◆ GIVEN TASK:
Format every line of the listing below as a numbered list, skipping blank lines and omitting the pictures.

◆ Records of labeled boxes:
Begin
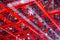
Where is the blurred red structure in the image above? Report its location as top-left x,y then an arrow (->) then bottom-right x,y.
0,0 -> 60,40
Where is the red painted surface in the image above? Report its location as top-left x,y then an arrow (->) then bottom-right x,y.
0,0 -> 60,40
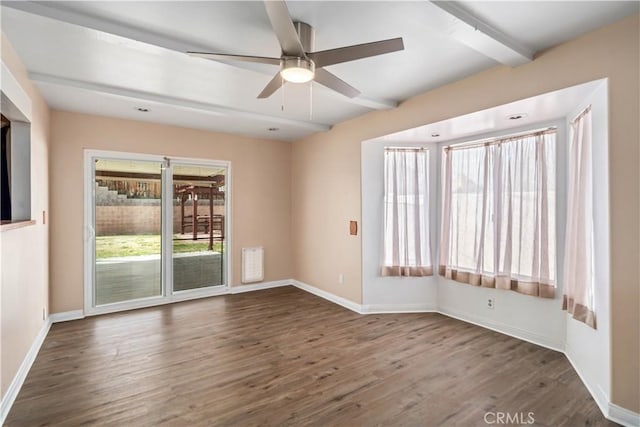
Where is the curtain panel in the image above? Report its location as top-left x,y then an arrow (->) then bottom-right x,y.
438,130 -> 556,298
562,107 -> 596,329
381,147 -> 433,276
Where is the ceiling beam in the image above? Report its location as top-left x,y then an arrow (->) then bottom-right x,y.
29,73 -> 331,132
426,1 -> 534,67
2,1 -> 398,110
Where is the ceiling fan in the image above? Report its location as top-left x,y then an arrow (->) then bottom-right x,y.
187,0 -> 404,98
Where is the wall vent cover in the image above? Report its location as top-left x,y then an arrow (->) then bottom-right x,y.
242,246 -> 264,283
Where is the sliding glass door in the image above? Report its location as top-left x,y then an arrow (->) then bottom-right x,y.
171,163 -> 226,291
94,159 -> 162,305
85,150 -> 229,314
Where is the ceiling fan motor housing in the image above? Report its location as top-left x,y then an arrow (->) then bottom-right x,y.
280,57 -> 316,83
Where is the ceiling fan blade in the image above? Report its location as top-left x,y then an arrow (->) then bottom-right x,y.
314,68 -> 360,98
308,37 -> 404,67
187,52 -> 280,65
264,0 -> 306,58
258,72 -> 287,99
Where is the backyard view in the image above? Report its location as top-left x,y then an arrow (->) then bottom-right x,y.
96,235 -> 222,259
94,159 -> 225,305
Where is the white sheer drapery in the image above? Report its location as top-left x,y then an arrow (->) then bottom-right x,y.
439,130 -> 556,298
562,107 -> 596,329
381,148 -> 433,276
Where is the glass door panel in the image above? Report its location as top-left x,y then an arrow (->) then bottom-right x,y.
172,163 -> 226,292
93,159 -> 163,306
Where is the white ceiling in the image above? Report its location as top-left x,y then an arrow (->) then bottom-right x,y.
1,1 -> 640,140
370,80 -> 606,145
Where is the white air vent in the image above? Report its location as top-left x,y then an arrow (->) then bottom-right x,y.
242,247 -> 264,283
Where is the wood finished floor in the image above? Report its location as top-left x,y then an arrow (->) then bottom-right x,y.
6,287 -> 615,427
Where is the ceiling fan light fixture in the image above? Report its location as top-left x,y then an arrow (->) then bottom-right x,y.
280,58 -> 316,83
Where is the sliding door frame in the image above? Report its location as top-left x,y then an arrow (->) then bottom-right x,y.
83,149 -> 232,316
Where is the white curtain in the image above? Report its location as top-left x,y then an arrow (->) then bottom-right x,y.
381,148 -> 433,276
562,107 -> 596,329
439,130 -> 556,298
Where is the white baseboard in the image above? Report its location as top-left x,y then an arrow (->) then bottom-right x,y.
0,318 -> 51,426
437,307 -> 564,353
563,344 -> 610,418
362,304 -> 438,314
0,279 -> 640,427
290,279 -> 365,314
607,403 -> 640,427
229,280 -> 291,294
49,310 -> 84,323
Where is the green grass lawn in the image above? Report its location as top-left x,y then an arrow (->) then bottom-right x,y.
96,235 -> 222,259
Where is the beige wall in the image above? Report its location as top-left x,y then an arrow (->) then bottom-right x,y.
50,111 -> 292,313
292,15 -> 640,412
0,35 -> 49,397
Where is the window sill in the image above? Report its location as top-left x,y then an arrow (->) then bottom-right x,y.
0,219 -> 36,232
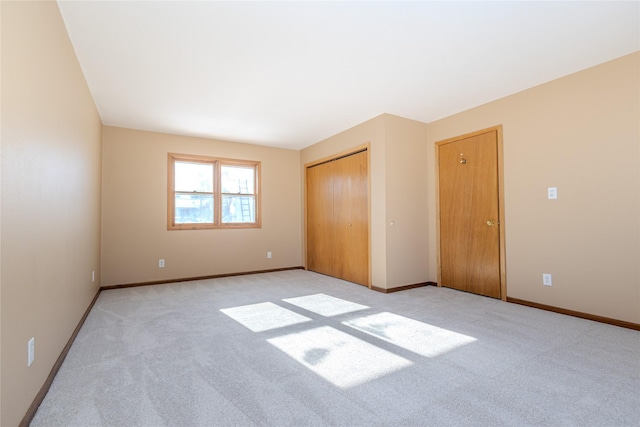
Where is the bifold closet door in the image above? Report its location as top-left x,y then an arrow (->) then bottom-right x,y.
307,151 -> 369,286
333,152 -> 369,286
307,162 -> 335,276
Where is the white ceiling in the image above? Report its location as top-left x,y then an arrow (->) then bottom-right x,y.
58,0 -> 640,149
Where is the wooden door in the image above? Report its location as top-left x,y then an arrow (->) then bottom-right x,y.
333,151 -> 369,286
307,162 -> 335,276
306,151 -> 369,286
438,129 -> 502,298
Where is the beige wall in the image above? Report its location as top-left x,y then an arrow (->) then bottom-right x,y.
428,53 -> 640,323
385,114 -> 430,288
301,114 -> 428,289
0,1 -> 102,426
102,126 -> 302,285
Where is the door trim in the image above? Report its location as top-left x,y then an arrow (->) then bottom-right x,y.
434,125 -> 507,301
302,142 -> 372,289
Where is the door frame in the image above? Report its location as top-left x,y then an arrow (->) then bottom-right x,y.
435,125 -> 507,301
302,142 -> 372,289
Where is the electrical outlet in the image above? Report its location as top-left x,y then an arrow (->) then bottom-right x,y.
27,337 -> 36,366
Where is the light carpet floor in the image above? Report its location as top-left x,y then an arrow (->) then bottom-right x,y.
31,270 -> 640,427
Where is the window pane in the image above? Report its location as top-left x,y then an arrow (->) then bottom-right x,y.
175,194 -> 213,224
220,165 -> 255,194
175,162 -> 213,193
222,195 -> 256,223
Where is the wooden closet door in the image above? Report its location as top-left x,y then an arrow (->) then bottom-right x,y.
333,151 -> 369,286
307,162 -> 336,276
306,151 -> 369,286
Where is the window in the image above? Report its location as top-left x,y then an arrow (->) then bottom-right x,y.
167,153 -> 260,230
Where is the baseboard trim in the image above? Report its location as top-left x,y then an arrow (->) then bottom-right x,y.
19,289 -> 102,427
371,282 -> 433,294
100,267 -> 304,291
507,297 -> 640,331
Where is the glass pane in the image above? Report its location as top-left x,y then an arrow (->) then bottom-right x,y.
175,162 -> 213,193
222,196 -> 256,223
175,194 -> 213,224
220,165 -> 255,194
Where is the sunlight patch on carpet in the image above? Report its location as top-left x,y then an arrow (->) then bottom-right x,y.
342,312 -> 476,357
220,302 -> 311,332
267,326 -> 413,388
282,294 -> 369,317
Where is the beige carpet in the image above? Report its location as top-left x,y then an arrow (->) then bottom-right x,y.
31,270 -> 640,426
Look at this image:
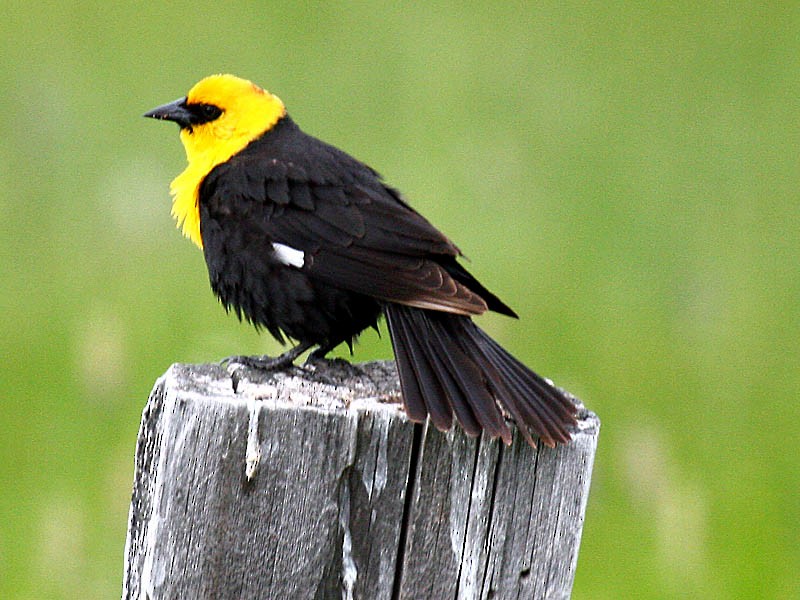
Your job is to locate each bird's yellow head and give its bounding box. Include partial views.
End
◆ EXPECTED OUTPUT:
1. Where is the blurred red structure in the image above? Report its location as top-left x,y then an arrow (->) then bottom-right x,y.
2. 0,0 -> 60,40
3. Where is the red painted surface in the image above? Report its location as top-left x,y then an arrow (->) then bottom-right x,y.
4. 0,0 -> 60,40
5. Where is the curtain panel in the image above? Report its location as top-left x,y then an arrow (->) then bottom-right x,y.
6. 438,130 -> 556,298
7. 562,107 -> 596,329
8. 381,147 -> 433,276
9. Where is the ceiling beam in the image above? Report its location as top-left x,y then an arrow (->) then bottom-right x,y.
10. 29,73 -> 331,132
11. 426,1 -> 534,67
12. 2,1 -> 398,110
13. Where is the ceiling fan in the image above? Report its location as top-left x,y then an arrow (->) then bottom-right x,y.
14. 187,0 -> 404,98
15. Where is the wall vent cover in the image above? Report its location as top-left x,y then an arrow (->) then bottom-right x,y.
16. 242,246 -> 264,283
17. Where is the sliding glass door in the image above? Report its location as top-left x,y then an arrow (->) then bottom-right x,y.
18. 171,163 -> 226,291
19. 94,159 -> 162,305
20. 85,150 -> 229,314
21. Where is the ceiling fan motor housing in the image above? Report its location as top-left x,y then an arrow (->) then bottom-right x,y.
22. 280,57 -> 316,83
23. Where is the ceiling fan blade in the image above? Report its location as top-left x,y then an arrow (->) then bottom-right x,y.
24. 314,68 -> 360,98
25. 308,37 -> 404,67
26. 187,52 -> 280,65
27. 264,0 -> 306,58
28. 258,72 -> 287,99
29. Where is the backyard view in the image above? Report its location as top-left x,y then an arrow (->) then bottom-right x,y.
30. 96,235 -> 222,259
31. 94,159 -> 225,305
32. Where is the white sheer drapery in the image above? Report its location as top-left x,y then an arrow (->) then bottom-right x,y.
33. 439,130 -> 556,298
34. 562,107 -> 596,329
35. 381,148 -> 433,276
36. Where is the glass door panel in the image above? Report its location as top-left x,y then an arrow (->) then bottom-right x,y.
37. 172,163 -> 226,292
38. 93,159 -> 163,306
39. Where is the white ceiling in the image above? Report its location as top-left x,y then an arrow (->) then bottom-right x,y.
40. 1,1 -> 640,140
41. 370,80 -> 606,145
42. Where is the white air vent in the image above? Report its location as top-left x,y then an arrow (->) then bottom-right x,y.
43. 242,247 -> 264,283
44. Where is the wood finished floor in the image above? Report its location as top-left x,y then an arrow (->) then bottom-right x,y.
45. 6,287 -> 615,427
46. Where is the ceiling fan light fixture in the image above? Report its location as top-left x,y then an arrow (->) then bottom-right x,y.
47. 280,58 -> 316,83
48. Where is the sliding door frame in the image above? Report its location as top-left x,y then an arrow (->) then bottom-right x,y.
49. 83,149 -> 232,316
50. Where is the white curtain in the image above? Report its location as top-left x,y then an arrow (->) then bottom-right x,y.
51. 381,148 -> 433,276
52. 562,107 -> 596,329
53. 439,130 -> 556,298
54. Where is the white baseboard in the image above? Report its location as top-left x,y then an arrow (->) then bottom-right x,y.
55. 0,318 -> 51,426
56. 437,307 -> 564,353
57. 563,344 -> 610,418
58. 362,304 -> 438,314
59. 0,279 -> 640,427
60. 290,279 -> 365,314
61. 607,403 -> 640,427
62. 229,280 -> 291,294
63. 49,310 -> 84,323
64. Where is the green grass lawn in the image above? Report its location as top-left x,y then an arrow (->) then bottom-right x,y.
65. 96,235 -> 222,259
66. Where is the beige wall in the image above? Report its location as top-left x,y then an arrow (->) then bottom-right x,y.
67. 50,111 -> 292,313
68. 292,15 -> 640,412
69. 0,35 -> 49,397
70. Where is the window sill in the image above? Report its location as top-left x,y then an arrow (->) then bottom-right x,y.
71. 0,219 -> 36,232
72. Where is the bifold closet door in the image above? Report its location as top-left x,y then an arrow (->) then bottom-right x,y.
73. 307,151 -> 369,286
74. 333,152 -> 369,286
75. 307,162 -> 335,276
76. Where is the white ceiling in the image above? Report its location as top-left x,y then an arrow (->) then bottom-right x,y.
77. 58,0 -> 640,149
78. Where is the wooden door in the image above? Report its location as top-left x,y then an arrow (->) then bottom-right x,y.
79. 333,151 -> 369,286
80. 307,162 -> 335,276
81. 306,151 -> 369,286
82. 438,129 -> 502,298
83. Where is the beige wall in the image above? Report its location as top-left x,y then an arrow (->) then bottom-right x,y.
84. 428,53 -> 640,323
85. 385,114 -> 430,288
86. 301,114 -> 428,289
87. 0,1 -> 102,426
88. 102,126 -> 302,285
89. Where is the door trim in the image above? Report its location as top-left x,y then an arrow (->) then bottom-right x,y.
90. 434,125 -> 507,301
91. 302,142 -> 372,289
92. Where is the door frame in the image above? Report its location as top-left x,y then an arrow (->) then bottom-right x,y.
93. 435,125 -> 507,301
94. 302,142 -> 372,289
95. Where is the electrical outlet in the image above? Report its location as top-left x,y then an arrow (->) then bottom-right x,y.
96. 27,337 -> 36,366
97. Where is the light carpet floor in the image above? Report its location as top-left x,y then an arrow (->) then bottom-right x,y.
98. 31,270 -> 640,427
99. Where is the window pane in the image above? Report its location as top-left x,y then an arrow (->) then bottom-right x,y.
100. 175,194 -> 213,224
101. 220,165 -> 255,194
102. 175,162 -> 213,193
103. 222,195 -> 256,223
104. Where is the wooden closet door in the image above? Report its location as top-left x,y then an arrow (->) then bottom-right x,y.
105. 333,151 -> 369,286
106. 307,162 -> 336,276
107. 306,151 -> 369,286
108. Where is the window in the image above? Report its location as top-left x,y then an arrow (->) then bottom-right x,y.
109. 167,153 -> 260,230
110. Where is the baseboard trim in the image above? Report its location as top-left x,y then an arrow (->) then bottom-right x,y.
111. 19,289 -> 102,427
112. 371,282 -> 433,294
113. 100,267 -> 304,291
114. 507,297 -> 640,331
115. Where is the glass pane in the image above? Report its location as top-left x,y then an arrow (->) then bottom-right x,y.
116. 175,162 -> 213,193
117. 222,196 -> 256,223
118. 175,194 -> 213,224
119. 220,165 -> 255,194
120. Where is the sunlight patch on carpet in the image above? Report its location as top-left x,y then an arrow (->) then bottom-right x,y.
121. 342,312 -> 476,357
122. 220,302 -> 311,332
123. 267,326 -> 413,388
124. 282,294 -> 369,317
125. Where is the beige carpet in the image above? Report its location as top-left x,y then an arrow (->) then bottom-right x,y.
126. 31,270 -> 640,426
127. Look at this image:
128. Your job is to locate each bird's yellow head and give its bounding box. Include partial views.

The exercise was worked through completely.